EXPLORE THE MATERIAL
a – List the languages that the passage about Moss says he was fluent in.
b – Please carry on the passage about Moss's diplomatic career from the point where it stops.

PROVIDED TEXT
*****

Moss understood Obama’s diplomatic tactic. “That shows, to my way of thinking, that the mainstream of foreign policy is that you do better to open dialogue with your enemies than to refuse to speak to them until they fulfill an impossible set of preconditions,” Moss told the Herald.
Moss served as Deputy Assistant Secretary of State for Congressional Relations during the Panama Canal Treaty. He also served as an ambassador to Panama from 1978 until 1982, appointed successively by Carter and President Ronald Reagan. He added membership with the U.S.-Panama Consultative Committee from 1978 to 1982 and repeated the post from 1995 to 2001 during Bill Clinton’s administration while teaching at UM.
Previously, as a member of the career Foreign Service, Moss served in Spain, in the U.S. Delegation to the Organization of American States, and as Spanish Desk Officer in the Department of State.
Moss had received decorations from the governments of Catalonia, Spain, Panama and Argentina.
“His knowledge of Catalan culture is the best in the world,” said Joaquin Roy, the director of the European Union center at the University of Miami, who first met Moss in 1967.
In addition to Catalan, Moss was fluent in English, Spanish and French. He was also an avid reader and author.

*****

DATASET EXCERPTS
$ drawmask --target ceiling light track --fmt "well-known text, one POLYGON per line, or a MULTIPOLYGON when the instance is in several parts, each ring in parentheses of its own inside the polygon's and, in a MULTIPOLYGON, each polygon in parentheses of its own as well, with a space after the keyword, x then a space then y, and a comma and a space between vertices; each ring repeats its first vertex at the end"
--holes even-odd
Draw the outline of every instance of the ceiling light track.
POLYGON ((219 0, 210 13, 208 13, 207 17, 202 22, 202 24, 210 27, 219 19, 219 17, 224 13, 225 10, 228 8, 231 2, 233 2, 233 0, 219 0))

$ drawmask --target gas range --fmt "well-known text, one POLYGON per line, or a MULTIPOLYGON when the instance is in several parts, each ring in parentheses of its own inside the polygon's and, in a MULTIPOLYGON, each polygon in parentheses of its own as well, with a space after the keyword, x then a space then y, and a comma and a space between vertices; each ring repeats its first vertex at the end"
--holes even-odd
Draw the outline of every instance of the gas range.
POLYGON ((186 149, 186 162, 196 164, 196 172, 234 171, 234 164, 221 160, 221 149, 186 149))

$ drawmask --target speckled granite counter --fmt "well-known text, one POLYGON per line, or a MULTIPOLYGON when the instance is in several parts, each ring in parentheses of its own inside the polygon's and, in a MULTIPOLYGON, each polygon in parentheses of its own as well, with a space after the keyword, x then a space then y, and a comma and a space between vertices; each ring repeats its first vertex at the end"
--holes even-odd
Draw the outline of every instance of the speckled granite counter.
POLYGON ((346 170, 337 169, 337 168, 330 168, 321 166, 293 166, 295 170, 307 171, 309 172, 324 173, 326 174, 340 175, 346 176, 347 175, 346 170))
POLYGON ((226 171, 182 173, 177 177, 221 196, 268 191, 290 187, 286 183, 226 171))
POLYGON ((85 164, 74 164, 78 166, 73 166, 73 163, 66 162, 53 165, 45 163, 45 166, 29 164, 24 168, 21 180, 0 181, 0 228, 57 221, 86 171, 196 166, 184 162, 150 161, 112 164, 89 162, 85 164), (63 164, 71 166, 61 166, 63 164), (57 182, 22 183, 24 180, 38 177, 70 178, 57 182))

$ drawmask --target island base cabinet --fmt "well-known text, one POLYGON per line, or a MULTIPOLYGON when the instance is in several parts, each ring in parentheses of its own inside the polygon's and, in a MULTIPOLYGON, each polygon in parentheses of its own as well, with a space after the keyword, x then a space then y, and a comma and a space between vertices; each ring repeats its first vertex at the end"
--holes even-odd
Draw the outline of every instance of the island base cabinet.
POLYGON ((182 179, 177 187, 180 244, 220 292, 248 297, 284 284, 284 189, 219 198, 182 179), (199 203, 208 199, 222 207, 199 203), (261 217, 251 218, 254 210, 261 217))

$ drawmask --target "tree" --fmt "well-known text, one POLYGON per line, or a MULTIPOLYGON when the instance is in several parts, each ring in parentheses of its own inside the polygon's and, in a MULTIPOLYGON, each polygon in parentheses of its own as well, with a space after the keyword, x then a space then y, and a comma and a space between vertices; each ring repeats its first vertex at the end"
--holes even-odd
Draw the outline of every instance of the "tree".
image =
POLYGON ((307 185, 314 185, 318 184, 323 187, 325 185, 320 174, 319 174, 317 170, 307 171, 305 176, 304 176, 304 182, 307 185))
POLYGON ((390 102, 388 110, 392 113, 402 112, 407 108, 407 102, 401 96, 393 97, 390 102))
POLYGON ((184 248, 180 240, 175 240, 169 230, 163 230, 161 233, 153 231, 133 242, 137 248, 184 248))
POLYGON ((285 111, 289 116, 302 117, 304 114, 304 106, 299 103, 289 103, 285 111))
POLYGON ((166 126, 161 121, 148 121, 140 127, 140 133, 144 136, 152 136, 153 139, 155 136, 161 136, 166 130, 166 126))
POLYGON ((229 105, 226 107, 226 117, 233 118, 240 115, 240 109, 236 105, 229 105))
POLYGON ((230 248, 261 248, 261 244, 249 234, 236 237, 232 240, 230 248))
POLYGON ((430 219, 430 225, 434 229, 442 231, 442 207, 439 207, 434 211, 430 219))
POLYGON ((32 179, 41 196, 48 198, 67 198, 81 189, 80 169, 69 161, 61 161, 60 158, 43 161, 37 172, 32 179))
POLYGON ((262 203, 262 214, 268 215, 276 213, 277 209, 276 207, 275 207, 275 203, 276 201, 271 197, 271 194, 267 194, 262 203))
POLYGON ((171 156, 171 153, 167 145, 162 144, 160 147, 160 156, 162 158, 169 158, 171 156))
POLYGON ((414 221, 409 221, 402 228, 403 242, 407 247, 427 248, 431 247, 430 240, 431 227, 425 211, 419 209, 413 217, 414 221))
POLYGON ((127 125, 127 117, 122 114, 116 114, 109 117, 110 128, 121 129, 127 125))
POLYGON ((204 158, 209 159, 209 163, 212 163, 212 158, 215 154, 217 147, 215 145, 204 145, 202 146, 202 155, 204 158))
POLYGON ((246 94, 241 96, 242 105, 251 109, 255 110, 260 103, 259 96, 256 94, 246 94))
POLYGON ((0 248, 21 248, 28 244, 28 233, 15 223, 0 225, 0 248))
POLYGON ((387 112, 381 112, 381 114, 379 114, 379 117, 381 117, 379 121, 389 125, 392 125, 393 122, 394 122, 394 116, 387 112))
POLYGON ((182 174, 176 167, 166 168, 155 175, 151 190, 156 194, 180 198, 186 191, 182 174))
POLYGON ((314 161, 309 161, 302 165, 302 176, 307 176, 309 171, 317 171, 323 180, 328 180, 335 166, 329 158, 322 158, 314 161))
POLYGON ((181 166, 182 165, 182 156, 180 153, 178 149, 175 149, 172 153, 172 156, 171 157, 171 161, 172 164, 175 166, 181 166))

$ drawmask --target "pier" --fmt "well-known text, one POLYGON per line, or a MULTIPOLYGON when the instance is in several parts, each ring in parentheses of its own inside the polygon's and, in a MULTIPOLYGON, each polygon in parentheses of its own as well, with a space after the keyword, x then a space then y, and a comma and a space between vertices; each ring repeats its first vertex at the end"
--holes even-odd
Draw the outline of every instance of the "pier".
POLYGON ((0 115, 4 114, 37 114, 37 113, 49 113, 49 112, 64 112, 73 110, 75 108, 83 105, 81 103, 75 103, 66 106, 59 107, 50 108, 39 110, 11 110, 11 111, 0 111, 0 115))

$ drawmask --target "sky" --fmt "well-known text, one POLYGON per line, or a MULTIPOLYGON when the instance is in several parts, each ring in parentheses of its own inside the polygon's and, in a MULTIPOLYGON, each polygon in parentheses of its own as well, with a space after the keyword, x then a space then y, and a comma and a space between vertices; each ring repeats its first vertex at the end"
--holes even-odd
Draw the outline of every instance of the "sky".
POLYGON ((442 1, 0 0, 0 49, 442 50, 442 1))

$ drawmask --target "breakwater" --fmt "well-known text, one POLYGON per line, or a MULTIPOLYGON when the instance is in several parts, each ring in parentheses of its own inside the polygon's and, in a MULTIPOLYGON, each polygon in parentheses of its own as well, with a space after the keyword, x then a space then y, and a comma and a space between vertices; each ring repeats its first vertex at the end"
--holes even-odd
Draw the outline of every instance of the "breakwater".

*****

RESPONSES
a – Catalan, English, Spanish, French

b –
Joined the University of Miami
In 1984, Moss joined UM as a professor of international studies and was the founding dean of the graduate school of international studies, a position he held until 1994. He also directed the Dante B. Fascell North-South Center from 1984 to 2004 and he championed fellow professors at UM, often luring people of distinction to the South Florida institution.
“Thirty-three years ago, Ambassador Ambler Moss invited, enticed, in short, recruited me away from the United Nations to the University of Miami to work at his newly-invigorated Graduate School of International Studies,” said Richard Weisskoff, chairman of the Department of International Studies, in an email to the Herald. “Only Ambler could have assembled academicians of such varied fields and coached them in teamwork to eventually create the North-South Center at UM which graduated hundreds of PhDs now teaching and working in government and business throughout the world.”
Moss came by “The Ambassador” title through, well, diplomacy.
“Within the University of Miami, Ambler was always ‘The Ambassador,’ turning conflict into friendship, melting divisiveness, and bringing patience into the University of Miami with even the most casual encounter with colleagues and visitors,” Weisskoff said.
“I went to him as a reporter for insights,” Treaster added. “He was always on target. When I joined the university, he helped me understand the place.”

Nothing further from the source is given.